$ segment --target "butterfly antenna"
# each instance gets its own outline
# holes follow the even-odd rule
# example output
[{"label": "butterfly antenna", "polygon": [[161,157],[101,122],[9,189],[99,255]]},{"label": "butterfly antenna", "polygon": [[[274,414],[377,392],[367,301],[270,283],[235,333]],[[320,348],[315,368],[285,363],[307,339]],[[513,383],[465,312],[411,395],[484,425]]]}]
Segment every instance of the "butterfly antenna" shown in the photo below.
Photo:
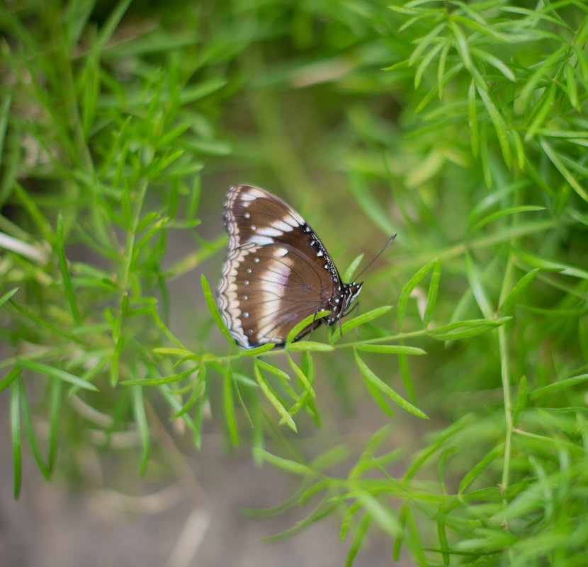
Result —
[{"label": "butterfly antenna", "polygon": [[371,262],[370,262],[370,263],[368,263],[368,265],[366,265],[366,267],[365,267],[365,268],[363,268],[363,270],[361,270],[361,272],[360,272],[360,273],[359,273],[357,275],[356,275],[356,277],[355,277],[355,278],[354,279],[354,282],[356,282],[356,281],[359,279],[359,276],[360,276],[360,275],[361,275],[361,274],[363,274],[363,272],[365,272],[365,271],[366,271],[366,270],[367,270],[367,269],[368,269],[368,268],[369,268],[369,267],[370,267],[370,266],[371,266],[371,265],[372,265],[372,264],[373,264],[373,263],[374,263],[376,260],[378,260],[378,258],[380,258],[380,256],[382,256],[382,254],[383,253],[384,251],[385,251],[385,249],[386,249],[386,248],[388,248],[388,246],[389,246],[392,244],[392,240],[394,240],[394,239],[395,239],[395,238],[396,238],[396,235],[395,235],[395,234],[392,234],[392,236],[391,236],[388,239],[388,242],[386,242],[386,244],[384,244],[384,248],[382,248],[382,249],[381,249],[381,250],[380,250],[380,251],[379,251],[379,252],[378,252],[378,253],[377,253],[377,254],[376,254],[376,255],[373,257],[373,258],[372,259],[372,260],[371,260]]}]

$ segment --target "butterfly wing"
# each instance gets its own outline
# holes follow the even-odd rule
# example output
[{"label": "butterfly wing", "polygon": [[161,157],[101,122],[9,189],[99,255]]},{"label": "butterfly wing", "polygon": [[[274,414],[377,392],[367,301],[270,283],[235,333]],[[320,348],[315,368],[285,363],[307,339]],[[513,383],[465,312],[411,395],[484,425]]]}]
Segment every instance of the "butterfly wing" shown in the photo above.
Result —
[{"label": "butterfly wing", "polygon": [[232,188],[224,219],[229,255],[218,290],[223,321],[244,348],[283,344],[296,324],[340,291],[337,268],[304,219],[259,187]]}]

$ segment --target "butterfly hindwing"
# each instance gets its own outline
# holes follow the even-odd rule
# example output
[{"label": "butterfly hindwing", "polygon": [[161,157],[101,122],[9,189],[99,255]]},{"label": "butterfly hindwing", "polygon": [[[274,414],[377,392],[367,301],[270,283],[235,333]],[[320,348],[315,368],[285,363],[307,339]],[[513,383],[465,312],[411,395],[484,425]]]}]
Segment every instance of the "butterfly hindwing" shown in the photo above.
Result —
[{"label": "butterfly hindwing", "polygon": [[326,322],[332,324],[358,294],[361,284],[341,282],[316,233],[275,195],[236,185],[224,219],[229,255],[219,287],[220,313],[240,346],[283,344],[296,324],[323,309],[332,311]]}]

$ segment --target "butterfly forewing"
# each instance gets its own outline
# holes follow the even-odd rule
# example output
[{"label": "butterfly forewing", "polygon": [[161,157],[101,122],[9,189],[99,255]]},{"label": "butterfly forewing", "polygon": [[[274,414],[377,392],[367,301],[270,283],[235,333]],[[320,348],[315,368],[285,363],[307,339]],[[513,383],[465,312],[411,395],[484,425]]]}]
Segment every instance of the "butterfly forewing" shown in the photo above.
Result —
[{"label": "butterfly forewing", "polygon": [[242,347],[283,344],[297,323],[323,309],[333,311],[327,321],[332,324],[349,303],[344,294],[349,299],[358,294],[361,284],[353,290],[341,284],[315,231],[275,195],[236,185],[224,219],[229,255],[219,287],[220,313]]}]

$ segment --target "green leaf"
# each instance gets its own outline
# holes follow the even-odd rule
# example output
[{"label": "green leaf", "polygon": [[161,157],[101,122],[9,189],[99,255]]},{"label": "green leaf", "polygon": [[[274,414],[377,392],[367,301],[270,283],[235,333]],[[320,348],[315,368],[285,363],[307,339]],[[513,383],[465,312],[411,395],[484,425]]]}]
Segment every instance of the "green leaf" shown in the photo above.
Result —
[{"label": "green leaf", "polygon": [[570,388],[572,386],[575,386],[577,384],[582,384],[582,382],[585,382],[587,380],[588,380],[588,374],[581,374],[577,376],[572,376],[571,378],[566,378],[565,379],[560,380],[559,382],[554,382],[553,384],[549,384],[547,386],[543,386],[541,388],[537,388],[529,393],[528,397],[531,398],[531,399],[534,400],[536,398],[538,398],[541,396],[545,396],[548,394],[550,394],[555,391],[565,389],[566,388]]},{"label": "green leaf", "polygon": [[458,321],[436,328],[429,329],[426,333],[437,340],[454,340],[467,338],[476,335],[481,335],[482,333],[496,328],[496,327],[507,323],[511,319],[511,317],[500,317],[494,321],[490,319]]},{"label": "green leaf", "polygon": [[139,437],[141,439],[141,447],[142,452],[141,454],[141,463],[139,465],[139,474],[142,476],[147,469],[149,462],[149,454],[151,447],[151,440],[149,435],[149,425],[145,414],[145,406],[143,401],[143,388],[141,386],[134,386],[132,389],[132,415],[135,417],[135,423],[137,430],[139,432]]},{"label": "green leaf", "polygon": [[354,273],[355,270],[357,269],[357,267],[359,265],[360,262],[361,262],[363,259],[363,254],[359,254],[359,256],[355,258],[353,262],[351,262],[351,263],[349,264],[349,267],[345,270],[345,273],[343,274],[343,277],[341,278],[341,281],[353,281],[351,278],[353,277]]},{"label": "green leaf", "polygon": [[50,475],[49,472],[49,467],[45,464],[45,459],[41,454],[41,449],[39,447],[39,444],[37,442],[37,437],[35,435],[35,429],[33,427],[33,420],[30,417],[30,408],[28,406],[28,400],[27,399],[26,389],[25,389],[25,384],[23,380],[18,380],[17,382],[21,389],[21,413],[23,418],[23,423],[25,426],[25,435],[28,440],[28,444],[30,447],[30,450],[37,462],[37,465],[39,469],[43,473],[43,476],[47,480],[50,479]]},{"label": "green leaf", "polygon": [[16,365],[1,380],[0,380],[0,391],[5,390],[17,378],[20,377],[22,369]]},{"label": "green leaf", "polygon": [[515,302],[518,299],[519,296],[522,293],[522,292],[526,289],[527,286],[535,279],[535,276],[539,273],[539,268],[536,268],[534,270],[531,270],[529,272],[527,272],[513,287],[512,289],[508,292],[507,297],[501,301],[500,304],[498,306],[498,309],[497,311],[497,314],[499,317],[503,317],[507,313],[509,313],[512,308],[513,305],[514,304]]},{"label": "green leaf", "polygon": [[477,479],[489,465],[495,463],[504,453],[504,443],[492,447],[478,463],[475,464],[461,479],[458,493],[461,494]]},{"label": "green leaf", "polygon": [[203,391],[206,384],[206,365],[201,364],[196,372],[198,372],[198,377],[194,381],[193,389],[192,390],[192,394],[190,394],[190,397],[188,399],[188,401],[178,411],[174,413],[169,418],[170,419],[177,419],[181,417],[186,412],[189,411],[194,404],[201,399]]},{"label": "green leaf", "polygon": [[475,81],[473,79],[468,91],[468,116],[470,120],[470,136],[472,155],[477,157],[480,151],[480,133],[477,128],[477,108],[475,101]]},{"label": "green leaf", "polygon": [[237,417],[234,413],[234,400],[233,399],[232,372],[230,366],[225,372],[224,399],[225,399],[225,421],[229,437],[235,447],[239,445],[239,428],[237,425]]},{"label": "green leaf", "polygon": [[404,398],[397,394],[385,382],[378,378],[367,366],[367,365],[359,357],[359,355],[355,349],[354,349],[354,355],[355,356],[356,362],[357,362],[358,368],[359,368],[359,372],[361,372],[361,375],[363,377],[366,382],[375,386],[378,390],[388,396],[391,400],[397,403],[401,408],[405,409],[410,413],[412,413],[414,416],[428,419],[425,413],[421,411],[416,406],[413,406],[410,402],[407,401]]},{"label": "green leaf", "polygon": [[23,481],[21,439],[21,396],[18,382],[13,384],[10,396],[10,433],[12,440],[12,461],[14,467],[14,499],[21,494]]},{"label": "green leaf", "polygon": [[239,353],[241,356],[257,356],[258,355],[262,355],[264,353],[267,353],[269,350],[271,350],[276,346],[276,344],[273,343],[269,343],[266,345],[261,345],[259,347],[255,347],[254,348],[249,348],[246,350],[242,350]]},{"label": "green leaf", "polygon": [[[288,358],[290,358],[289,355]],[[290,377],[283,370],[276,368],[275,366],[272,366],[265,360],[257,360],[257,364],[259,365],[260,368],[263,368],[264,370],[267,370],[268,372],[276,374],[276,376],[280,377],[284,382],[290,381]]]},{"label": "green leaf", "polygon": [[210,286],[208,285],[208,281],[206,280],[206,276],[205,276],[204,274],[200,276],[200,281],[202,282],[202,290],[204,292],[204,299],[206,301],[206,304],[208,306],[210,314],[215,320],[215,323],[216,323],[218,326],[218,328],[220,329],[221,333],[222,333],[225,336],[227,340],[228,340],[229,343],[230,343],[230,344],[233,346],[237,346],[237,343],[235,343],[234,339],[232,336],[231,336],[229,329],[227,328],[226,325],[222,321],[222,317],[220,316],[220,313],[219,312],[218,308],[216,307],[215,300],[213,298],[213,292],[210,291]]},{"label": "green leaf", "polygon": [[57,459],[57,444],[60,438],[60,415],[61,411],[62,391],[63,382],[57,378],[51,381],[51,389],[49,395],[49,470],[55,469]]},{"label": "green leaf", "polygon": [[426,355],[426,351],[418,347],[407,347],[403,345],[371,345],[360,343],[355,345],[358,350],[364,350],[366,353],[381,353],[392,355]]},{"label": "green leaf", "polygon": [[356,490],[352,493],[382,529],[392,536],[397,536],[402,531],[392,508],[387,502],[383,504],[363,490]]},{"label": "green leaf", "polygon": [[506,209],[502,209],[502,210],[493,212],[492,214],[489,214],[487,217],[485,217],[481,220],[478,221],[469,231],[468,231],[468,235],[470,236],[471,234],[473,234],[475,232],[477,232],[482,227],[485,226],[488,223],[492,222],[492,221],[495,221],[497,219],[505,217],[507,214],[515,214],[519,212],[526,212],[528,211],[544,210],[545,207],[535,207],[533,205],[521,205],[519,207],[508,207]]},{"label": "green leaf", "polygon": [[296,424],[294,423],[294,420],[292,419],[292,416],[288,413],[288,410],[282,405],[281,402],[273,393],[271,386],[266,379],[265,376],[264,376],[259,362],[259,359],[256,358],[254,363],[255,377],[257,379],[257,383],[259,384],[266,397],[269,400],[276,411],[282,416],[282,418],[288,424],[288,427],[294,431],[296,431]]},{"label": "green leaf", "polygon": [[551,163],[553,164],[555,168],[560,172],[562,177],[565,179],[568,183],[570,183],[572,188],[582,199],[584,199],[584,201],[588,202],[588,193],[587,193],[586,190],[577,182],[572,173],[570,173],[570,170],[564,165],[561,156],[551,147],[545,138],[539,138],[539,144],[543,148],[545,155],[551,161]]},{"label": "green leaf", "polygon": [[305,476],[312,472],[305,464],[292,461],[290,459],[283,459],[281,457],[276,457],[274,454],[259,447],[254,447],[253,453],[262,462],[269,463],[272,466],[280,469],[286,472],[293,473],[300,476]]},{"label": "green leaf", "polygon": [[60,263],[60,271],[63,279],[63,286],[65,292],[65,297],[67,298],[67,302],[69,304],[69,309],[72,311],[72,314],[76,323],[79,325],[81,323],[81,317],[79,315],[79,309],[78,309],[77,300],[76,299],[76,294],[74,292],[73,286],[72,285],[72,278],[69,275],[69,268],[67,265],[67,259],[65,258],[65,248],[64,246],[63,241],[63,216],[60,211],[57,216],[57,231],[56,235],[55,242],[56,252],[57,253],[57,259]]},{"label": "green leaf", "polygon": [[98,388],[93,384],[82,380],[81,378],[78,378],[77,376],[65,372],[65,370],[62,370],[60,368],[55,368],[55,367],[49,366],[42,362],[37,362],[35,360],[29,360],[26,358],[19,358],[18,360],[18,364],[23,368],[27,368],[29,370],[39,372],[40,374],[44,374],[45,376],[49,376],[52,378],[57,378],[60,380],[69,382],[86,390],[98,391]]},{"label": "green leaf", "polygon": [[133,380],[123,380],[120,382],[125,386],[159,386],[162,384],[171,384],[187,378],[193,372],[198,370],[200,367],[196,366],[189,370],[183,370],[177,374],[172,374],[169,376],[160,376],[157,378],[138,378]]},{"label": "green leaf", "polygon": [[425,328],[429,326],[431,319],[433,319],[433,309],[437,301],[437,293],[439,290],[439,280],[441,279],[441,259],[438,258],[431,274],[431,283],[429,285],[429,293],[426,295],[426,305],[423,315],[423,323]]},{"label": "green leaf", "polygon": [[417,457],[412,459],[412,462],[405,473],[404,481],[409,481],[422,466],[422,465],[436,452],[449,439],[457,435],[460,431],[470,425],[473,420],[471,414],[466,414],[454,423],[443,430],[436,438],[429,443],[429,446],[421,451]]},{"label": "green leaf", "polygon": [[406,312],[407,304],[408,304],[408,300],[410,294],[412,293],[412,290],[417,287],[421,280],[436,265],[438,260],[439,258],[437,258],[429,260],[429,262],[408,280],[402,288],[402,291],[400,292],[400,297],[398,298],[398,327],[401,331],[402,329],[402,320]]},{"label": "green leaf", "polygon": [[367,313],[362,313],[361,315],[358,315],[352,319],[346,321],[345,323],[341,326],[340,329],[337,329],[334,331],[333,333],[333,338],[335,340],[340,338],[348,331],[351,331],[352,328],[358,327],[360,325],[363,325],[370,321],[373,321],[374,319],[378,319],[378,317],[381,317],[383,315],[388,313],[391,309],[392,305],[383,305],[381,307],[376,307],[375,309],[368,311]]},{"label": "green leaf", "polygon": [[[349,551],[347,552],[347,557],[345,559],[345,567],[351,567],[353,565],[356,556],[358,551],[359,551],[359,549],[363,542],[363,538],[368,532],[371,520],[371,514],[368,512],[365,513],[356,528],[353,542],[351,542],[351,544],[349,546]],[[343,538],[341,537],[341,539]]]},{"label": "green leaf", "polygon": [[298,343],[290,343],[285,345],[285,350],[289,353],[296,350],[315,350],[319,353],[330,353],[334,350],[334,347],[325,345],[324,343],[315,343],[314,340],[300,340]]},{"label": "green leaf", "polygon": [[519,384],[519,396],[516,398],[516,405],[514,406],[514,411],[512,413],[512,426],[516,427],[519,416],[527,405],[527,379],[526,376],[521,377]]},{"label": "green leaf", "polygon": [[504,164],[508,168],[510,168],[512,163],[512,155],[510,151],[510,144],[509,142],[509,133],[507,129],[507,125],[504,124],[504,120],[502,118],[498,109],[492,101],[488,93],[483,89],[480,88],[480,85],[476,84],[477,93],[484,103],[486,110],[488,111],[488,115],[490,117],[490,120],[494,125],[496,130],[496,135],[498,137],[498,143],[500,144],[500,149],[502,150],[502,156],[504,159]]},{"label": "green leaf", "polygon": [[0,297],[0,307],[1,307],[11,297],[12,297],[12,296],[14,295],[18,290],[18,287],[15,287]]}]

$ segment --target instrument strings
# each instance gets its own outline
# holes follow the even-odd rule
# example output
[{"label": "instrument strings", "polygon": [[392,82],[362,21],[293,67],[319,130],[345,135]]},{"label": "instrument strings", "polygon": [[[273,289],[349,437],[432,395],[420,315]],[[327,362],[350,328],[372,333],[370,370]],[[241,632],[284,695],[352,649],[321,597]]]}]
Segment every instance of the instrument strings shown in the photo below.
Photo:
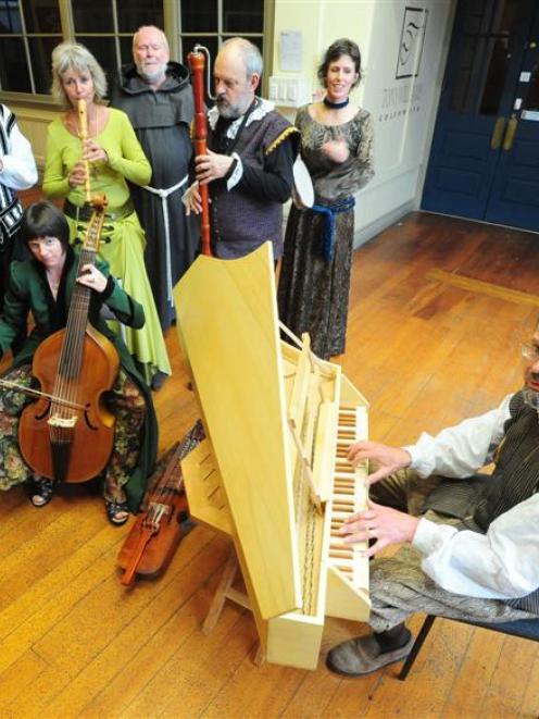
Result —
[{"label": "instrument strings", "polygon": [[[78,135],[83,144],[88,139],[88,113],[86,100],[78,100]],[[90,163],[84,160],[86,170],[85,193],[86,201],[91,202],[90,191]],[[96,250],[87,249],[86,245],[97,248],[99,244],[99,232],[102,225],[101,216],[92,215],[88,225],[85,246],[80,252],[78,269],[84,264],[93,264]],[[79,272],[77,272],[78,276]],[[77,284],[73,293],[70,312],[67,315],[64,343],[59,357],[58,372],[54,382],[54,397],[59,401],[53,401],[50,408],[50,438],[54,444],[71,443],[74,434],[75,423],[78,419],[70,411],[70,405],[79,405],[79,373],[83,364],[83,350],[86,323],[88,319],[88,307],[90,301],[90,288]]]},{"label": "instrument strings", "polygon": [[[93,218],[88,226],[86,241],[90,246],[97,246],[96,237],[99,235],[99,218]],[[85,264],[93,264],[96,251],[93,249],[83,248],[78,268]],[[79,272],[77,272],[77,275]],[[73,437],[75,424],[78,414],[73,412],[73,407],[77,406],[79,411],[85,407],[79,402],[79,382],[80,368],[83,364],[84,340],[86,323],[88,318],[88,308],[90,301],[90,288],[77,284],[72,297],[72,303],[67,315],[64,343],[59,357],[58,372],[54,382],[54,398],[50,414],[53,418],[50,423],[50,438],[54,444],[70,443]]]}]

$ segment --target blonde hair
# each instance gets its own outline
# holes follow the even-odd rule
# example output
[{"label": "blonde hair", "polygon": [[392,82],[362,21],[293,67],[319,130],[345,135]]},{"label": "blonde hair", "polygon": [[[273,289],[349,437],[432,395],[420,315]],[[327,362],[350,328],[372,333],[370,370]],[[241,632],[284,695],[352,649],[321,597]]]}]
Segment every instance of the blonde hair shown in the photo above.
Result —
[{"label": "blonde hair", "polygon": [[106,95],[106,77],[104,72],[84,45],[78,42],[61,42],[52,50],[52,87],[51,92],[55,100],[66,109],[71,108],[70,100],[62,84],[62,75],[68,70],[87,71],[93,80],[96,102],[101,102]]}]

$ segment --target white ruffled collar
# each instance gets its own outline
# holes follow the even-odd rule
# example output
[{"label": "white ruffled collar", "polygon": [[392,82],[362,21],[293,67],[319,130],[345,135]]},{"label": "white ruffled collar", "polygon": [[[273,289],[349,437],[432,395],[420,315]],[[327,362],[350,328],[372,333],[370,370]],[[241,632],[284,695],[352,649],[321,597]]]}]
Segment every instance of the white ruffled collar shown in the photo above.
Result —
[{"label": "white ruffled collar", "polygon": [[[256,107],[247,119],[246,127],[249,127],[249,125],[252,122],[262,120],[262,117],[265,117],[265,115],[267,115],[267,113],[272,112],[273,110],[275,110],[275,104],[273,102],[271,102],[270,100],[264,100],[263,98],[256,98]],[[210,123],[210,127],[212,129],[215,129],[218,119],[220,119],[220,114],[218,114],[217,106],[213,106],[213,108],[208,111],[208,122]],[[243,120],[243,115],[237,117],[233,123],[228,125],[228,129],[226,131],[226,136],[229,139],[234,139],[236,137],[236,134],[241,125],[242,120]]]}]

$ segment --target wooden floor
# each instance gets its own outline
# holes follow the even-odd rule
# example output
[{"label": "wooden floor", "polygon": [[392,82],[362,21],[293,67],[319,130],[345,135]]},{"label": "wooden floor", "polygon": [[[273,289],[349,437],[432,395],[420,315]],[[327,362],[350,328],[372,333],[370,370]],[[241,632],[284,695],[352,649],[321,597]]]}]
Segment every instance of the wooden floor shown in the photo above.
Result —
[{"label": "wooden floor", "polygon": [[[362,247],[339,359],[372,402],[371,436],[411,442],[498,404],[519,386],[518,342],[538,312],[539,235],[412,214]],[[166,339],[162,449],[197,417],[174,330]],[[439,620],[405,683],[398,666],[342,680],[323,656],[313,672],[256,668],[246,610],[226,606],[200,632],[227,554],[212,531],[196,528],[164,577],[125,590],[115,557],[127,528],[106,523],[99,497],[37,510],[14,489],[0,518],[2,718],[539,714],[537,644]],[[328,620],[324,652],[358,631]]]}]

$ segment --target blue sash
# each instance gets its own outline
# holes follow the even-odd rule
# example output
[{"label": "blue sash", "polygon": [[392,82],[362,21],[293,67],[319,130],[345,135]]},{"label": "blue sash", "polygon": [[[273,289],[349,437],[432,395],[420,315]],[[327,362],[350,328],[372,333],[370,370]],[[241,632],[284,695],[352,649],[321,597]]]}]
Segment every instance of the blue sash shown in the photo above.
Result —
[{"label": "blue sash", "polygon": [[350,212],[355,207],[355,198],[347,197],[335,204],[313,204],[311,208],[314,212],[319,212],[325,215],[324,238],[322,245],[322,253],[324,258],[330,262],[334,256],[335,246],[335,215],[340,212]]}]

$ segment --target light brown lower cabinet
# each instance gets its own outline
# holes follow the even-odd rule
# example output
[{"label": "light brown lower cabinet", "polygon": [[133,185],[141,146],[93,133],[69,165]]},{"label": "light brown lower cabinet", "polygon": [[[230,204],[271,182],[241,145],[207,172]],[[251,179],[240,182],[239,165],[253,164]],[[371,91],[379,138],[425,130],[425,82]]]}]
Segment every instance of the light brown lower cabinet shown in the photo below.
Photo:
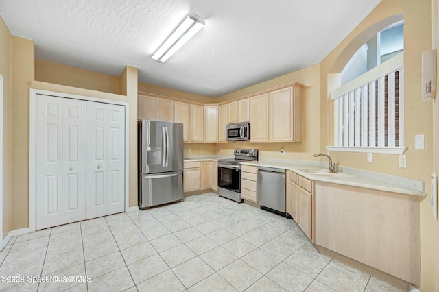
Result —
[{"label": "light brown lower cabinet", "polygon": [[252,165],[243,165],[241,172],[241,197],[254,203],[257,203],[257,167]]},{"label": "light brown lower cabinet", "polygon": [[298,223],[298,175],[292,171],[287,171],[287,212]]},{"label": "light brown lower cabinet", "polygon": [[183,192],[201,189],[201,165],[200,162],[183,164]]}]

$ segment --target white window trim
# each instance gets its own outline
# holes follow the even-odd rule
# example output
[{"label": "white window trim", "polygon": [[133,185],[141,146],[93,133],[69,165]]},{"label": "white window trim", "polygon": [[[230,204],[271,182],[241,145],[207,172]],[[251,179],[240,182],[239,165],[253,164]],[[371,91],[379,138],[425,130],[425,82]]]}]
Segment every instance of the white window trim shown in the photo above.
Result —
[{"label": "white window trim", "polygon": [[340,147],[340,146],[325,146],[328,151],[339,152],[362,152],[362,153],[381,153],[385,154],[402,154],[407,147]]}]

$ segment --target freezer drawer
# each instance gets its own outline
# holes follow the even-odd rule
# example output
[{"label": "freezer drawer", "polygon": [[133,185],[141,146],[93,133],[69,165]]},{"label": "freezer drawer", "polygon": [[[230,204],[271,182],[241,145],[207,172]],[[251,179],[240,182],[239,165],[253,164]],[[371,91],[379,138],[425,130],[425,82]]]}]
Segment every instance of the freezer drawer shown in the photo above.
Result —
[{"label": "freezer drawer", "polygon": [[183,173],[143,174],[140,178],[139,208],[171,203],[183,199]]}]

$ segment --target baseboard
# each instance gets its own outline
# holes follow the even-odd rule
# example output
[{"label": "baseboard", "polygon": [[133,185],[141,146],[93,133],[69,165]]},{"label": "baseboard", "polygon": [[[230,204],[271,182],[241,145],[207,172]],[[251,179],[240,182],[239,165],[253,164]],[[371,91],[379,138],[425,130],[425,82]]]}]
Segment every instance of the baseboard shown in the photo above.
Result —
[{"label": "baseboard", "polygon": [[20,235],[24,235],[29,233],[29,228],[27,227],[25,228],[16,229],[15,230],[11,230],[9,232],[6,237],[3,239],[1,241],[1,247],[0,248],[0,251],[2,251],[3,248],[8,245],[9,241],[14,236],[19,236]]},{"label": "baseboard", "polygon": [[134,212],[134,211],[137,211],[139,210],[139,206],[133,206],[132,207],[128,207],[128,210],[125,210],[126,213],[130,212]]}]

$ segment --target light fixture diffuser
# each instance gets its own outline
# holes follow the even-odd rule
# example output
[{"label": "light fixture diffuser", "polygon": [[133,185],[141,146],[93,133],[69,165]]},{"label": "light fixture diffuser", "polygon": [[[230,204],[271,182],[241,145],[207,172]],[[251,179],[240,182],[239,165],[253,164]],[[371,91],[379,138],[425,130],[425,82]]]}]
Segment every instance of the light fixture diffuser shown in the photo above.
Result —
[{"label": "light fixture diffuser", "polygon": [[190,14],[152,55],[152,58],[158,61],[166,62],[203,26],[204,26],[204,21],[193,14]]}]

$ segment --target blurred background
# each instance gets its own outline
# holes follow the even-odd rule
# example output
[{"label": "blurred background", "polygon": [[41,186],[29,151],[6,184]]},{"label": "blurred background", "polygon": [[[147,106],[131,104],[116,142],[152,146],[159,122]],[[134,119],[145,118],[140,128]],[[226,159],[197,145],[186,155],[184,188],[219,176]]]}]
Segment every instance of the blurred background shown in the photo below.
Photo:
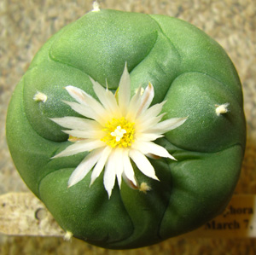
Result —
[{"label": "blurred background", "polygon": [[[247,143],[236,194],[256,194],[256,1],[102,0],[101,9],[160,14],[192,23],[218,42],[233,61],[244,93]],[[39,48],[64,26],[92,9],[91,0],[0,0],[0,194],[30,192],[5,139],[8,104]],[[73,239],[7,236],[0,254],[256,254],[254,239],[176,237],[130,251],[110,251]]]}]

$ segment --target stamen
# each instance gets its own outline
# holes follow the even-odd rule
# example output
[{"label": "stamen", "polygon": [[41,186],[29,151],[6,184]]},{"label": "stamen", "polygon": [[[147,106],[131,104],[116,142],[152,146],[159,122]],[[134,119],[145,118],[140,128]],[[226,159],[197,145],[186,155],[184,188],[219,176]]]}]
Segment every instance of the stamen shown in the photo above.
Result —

::::::::::

# Stated exercise
Set down exactly, from the line that contains "--target blurred background" through the last line of the data, each line as it stands, and leave the pictures out.

# Result
$ segment --target blurred background
# each instance gets its own outline
# holes follow the even-odd rule
# example output
[{"label": "blurred background", "polygon": [[41,186],[29,151],[6,184]]},{"label": "blurred background", "polygon": [[[147,106],[131,104],[116,142],[152,146],[159,122]],[[134,119],[145,118],[140,128]],[[226,159],[197,145],[186,155],[184,188],[219,176]]]}]
Segment every instance of the blurred background shown in the photo below.
Photo:
Result —
[{"label": "blurred background", "polygon": [[[247,143],[236,194],[256,194],[256,1],[102,0],[101,9],[160,14],[192,23],[218,42],[233,61],[244,93]],[[39,48],[64,26],[92,9],[91,0],[0,0],[0,194],[30,192],[5,139],[8,104]],[[73,239],[7,236],[0,254],[256,254],[254,239],[176,237],[130,251],[110,251]]]}]

$ segment --target stamen
# each instance gets its own outline
# holes follow the even-odd rule
# example output
[{"label": "stamen", "polygon": [[41,186],[29,151],[6,184]]},{"label": "stamen", "polygon": [[[147,106],[131,104],[116,142],[152,146],[159,122]],[[134,119],[145,118],[140,128]],[[226,159],[197,145],[186,155],[184,188],[219,176]]]}]
Segment every instance of the stamen shown in the photo above.
Result —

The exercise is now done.